> [TRY IT]: Could you please return each line of the data that has the word "plant"?
[Start of Attachment]
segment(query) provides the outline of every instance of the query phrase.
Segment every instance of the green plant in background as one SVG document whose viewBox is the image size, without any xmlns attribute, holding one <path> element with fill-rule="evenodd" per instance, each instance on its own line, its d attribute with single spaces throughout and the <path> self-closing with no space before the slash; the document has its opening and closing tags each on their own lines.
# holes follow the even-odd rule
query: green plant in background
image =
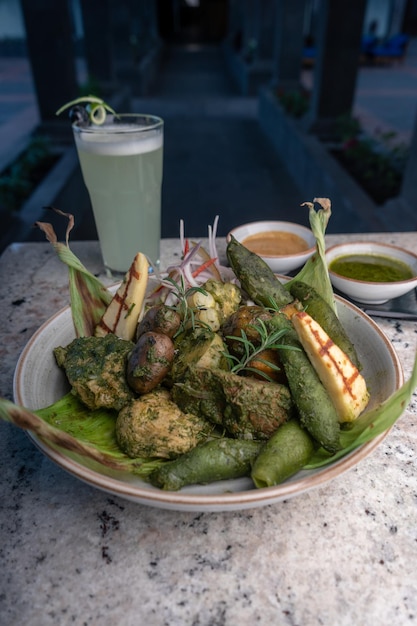
<svg viewBox="0 0 417 626">
<path fill-rule="evenodd" d="M 336 139 L 343 143 L 358 137 L 362 133 L 361 123 L 357 117 L 341 115 L 336 123 Z"/>
<path fill-rule="evenodd" d="M 291 117 L 300 118 L 305 115 L 310 107 L 310 94 L 304 89 L 285 91 L 278 89 L 276 96 L 284 111 Z"/>
<path fill-rule="evenodd" d="M 56 159 L 46 137 L 33 137 L 26 150 L 0 174 L 0 209 L 19 210 Z"/>
<path fill-rule="evenodd" d="M 366 135 L 358 119 L 343 116 L 336 134 L 339 147 L 334 156 L 377 204 L 400 193 L 409 149 L 397 142 L 396 133 L 377 130 Z"/>
<path fill-rule="evenodd" d="M 256 39 L 249 39 L 248 43 L 246 44 L 244 53 L 243 53 L 243 58 L 245 59 L 247 63 L 252 63 L 255 60 L 257 53 L 258 53 L 258 41 Z"/>
</svg>

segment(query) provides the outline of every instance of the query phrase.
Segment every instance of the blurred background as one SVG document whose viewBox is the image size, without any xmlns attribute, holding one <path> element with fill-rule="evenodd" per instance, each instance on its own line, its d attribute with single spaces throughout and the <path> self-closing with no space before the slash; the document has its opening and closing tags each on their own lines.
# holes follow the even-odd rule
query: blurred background
<svg viewBox="0 0 417 626">
<path fill-rule="evenodd" d="M 417 0 L 0 0 L 0 251 L 45 206 L 97 237 L 55 115 L 83 94 L 164 118 L 163 237 L 314 197 L 329 232 L 417 231 Z"/>
</svg>

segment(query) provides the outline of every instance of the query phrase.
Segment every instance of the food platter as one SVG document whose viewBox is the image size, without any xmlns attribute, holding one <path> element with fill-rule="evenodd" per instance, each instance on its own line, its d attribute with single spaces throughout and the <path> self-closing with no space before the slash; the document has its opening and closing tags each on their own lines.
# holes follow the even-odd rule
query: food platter
<svg viewBox="0 0 417 626">
<path fill-rule="evenodd" d="M 403 383 L 398 356 L 388 338 L 363 311 L 336 297 L 340 320 L 353 340 L 363 365 L 371 394 L 369 408 L 376 406 Z M 75 337 L 71 311 L 62 309 L 29 340 L 14 375 L 15 402 L 30 410 L 46 407 L 69 389 L 65 376 L 55 363 L 53 349 L 67 345 Z M 276 503 L 322 485 L 354 467 L 384 439 L 386 433 L 357 448 L 331 465 L 303 470 L 285 483 L 256 489 L 250 479 L 227 480 L 210 485 L 193 485 L 178 492 L 161 491 L 127 472 L 111 470 L 97 462 L 29 433 L 34 444 L 58 466 L 107 493 L 159 508 L 181 511 L 232 511 Z"/>
</svg>

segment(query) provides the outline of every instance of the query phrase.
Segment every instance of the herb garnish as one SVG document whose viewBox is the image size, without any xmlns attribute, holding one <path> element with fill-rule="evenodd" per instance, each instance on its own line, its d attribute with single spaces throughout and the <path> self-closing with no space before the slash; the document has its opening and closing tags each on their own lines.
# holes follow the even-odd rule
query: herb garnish
<svg viewBox="0 0 417 626">
<path fill-rule="evenodd" d="M 191 328 L 194 330 L 196 326 L 207 326 L 207 324 L 202 324 L 198 322 L 195 318 L 195 307 L 191 307 L 188 303 L 190 296 L 194 293 L 198 292 L 207 295 L 207 291 L 202 287 L 186 287 L 184 277 L 181 275 L 179 278 L 179 282 L 175 281 L 171 276 L 167 276 L 162 280 L 162 283 L 169 283 L 169 288 L 172 290 L 173 294 L 178 300 L 178 304 L 171 307 L 174 311 L 177 311 L 181 316 L 181 324 L 179 329 L 177 330 L 175 337 L 180 335 L 186 328 Z"/>
<path fill-rule="evenodd" d="M 240 331 L 240 334 L 241 334 L 240 337 L 236 337 L 234 335 L 228 335 L 226 337 L 226 339 L 239 341 L 243 345 L 243 349 L 245 351 L 245 354 L 241 358 L 238 358 L 237 356 L 234 356 L 233 354 L 229 354 L 228 352 L 224 353 L 225 357 L 234 363 L 234 365 L 231 368 L 231 371 L 234 374 L 237 374 L 238 372 L 241 372 L 242 370 L 245 370 L 247 372 L 254 372 L 256 374 L 263 376 L 269 382 L 273 382 L 273 379 L 270 376 L 268 376 L 266 372 L 263 372 L 257 369 L 256 367 L 252 367 L 250 365 L 251 362 L 255 359 L 255 357 L 258 357 L 256 359 L 258 363 L 264 363 L 270 369 L 274 370 L 275 372 L 279 372 L 281 370 L 278 367 L 278 365 L 276 365 L 275 363 L 271 363 L 271 361 L 268 361 L 266 359 L 259 358 L 259 355 L 264 350 L 271 350 L 271 349 L 273 350 L 280 350 L 280 349 L 300 350 L 300 348 L 297 348 L 295 346 L 286 346 L 280 343 L 279 340 L 287 332 L 287 329 L 285 328 L 276 330 L 270 333 L 266 327 L 265 322 L 261 319 L 258 319 L 256 324 L 249 324 L 248 328 L 251 328 L 258 333 L 259 339 L 260 339 L 259 345 L 254 345 L 252 341 L 248 339 L 248 336 L 243 329 L 241 329 Z"/>
<path fill-rule="evenodd" d="M 83 106 L 79 106 L 83 105 Z M 113 115 L 116 115 L 116 112 L 112 109 L 110 105 L 108 105 L 101 98 L 97 98 L 96 96 L 82 96 L 81 98 L 76 98 L 75 100 L 71 100 L 71 102 L 67 102 L 64 104 L 55 115 L 61 115 L 67 109 L 74 109 L 76 115 L 74 117 L 80 116 L 79 119 L 85 119 L 85 122 L 90 121 L 92 124 L 96 124 L 100 126 L 104 124 L 106 121 L 106 116 L 108 111 Z M 83 112 L 86 112 L 86 116 L 83 116 Z M 70 111 L 71 115 L 71 111 Z"/>
</svg>

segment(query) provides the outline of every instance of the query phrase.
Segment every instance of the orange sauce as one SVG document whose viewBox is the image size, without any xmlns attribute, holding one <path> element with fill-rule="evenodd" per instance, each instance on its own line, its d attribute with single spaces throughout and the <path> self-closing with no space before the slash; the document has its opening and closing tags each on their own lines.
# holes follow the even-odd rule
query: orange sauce
<svg viewBox="0 0 417 626">
<path fill-rule="evenodd" d="M 308 250 L 307 242 L 294 233 L 271 230 L 249 235 L 242 244 L 260 256 L 285 256 Z"/>
</svg>

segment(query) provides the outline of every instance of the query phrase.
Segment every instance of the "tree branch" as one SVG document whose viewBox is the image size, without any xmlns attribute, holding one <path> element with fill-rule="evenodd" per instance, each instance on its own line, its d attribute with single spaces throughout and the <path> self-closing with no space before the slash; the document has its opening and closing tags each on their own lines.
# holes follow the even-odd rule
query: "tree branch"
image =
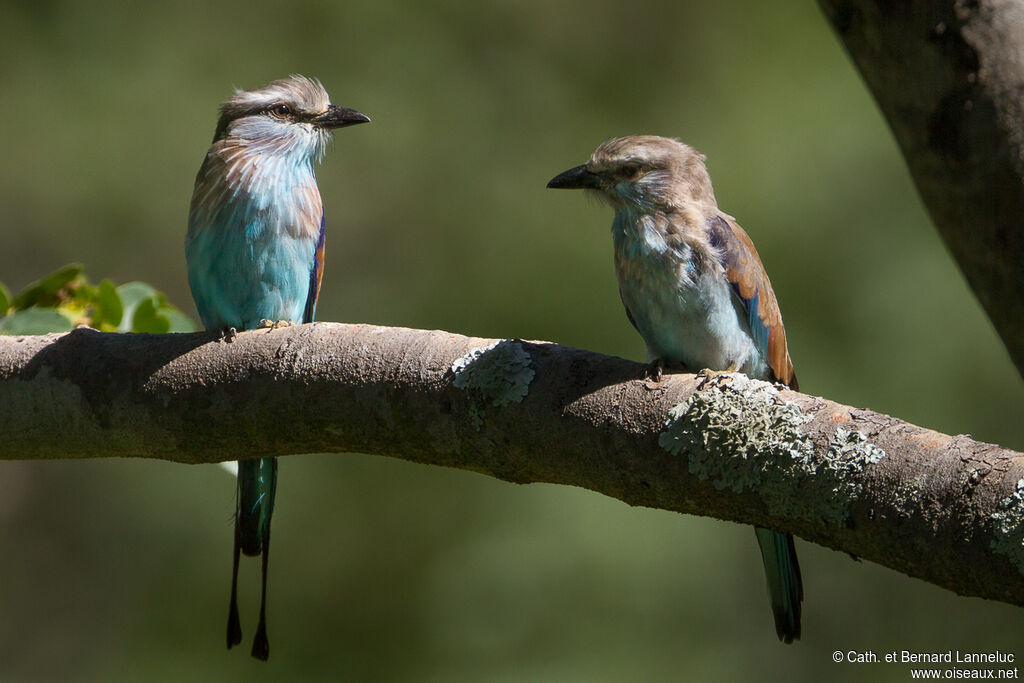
[End of Attachment]
> [RESULT]:
Segment every instance of the green plant in background as one SVG document whose viewBox is the image size, without any xmlns attribute, holding one <path> element with fill-rule="evenodd" per instance, each instance on its own line, its d attribute with single spaces throughout and the <path> self-closing with no space before the slash; the document has its opening and closing tags each on their own lines.
query: green plant in background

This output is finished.